How to complete this task ::
Your reply should be the complete data, reproduced exactly.

Information ::
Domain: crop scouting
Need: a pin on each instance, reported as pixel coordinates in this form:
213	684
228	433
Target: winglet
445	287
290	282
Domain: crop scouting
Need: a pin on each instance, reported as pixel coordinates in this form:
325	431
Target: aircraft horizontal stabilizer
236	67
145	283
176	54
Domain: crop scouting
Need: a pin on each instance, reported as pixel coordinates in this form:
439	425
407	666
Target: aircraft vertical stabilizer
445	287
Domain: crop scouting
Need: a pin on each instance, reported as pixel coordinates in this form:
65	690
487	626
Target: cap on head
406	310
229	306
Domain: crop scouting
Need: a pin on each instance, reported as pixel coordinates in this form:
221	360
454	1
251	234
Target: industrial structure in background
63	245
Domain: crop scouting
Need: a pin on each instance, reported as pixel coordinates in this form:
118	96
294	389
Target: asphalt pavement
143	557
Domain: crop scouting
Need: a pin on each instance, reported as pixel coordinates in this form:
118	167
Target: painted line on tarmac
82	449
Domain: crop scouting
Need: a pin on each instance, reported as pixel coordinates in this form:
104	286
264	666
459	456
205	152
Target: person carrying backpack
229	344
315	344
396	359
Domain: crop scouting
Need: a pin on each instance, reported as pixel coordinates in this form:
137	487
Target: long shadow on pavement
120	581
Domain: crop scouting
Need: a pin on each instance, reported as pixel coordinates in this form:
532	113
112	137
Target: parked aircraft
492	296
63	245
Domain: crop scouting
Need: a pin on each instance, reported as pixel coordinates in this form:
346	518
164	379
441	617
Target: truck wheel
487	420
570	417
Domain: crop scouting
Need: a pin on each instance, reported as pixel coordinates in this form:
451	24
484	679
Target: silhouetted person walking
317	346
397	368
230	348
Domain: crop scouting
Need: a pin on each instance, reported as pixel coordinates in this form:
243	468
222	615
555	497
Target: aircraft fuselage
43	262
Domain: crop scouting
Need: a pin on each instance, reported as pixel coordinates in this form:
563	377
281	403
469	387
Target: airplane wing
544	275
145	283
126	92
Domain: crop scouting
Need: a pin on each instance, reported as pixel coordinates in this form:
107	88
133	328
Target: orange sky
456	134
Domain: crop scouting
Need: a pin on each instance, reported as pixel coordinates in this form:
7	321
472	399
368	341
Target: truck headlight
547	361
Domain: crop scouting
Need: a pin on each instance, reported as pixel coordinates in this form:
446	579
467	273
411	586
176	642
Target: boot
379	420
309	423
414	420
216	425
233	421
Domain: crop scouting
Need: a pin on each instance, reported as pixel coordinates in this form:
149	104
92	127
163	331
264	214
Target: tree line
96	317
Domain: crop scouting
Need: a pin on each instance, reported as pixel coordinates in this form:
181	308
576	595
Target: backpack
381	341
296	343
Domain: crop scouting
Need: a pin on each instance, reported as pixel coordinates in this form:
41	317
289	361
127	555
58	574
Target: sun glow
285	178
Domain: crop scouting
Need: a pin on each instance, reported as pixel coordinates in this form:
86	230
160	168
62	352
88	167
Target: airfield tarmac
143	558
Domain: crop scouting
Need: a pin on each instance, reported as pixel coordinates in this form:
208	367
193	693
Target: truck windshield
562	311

Finished exercise ::
Domain: crop scouting
Need: a pin on each instance, reported as pixel coordinates in this form:
213	684
228	433
Target: winglet
445	287
290	282
Domain: crop scouting
Need: a pin on each instance, reported as pixel coordinates in this form:
325	431
Target: aircraft horizontal stabilizer
236	67
145	283
176	54
Domain: crop scouting
Need: a pin on each instance, reported as pixel coordinates in this form:
439	425
407	666
Target: aircraft vertical stabilizer
445	287
Domain: crop scouting
Need: a pin on each instance, reported as pixel coordinates in this form:
65	690
487	626
Target: cap on head
406	310
229	306
Domain: crop scouting
Need: a pin on each instance, reported as pixel coordinates in this form:
221	360
454	1
251	234
Target: industrial structure in background
63	245
Domain: crop scouting
Need: a pin on each instance, reported as pixel coordinates in this form:
118	96
294	389
Target: asphalt pavement
143	557
Domain: crop scouting
Need: a pin on each instance, reported as pixel coordinates in this form:
118	167
Target: painted line on tarmac
82	449
Domain: crop scouting
Need: a pin on each instance, reported as pixel coordinates in this form:
104	286
264	666
459	456
205	152
Target: person carrying backpack
229	344
315	344
396	359
Domain: crop scouting
Need: a pin on each instance, reported as pixel coordinates in this form:
137	487
Target: long shadow on pavement
120	581
Domain: crop scouting
Need: a pin on each instance, reported as pixel coordinates in this form:
532	113
112	137
Target: parked aircraft
492	296
63	245
Domain: crop scouting
Need: a pin on each instance, reported as pixel coordinates in this form:
346	518
164	379
441	617
Target: truck wheel
487	420
570	417
Domain: crop scouting
Need: a pin on each instance, reported as pixel coordinates in this form:
451	24
484	679
Target: silhouetted person walking
317	346
397	368
230	348
Domain: crop scouting
Need: a pin on each instance, reported as pixel coordinates in this form:
243	468
222	615
555	497
Target: aircraft fuselage
43	262
Domain: crop scouting
Need: a pin on each instance, reported as pixel coordinates in this form:
563	377
281	403
469	387
Target: airplane wing
544	275
145	283
126	92
Domain: crop scouting
Need: a pin on each instance, reported as pixel coordinates in this form:
107	88
133	328
Target: orange sky
456	134
Domain: crop scouting
Need: a pin on each instance, reported as pixel coordinates in this form:
7	321
472	399
368	341
Target: truck headlight
547	361
Domain: crop scouting
Need: a pin on each instance, reported as pixel coordinates in this form:
446	579
467	273
411	586
176	642
Target: boot
379	420
309	423
414	420
216	425
233	421
Domain: crop scouting
Need: a pin on each instance, reported as pixel coordinates in this form:
149	104
92	127
163	331
264	214
Target: tree line
96	317
Domain: crop scouting
Need: a pin on each instance, reported as pixel coordinates in this form:
181	308
576	595
Target: backpack
381	341
296	343
Domain: crop scouting
Need: a pin on each instance, reported as pixel coordinates in this form:
41	317
289	361
127	555
58	574
Target: sun glow
285	178
Domain: crop scouting
Need: a pin on each instance, reported as pixel coordinates in this form:
86	230
160	168
62	352
88	167
Target: airfield tarmac
143	558
Domain: crop scouting
Need: a pin on each instance, reported as pixel coordinates in this form:
208	367
193	693
Target: truck windshield
562	311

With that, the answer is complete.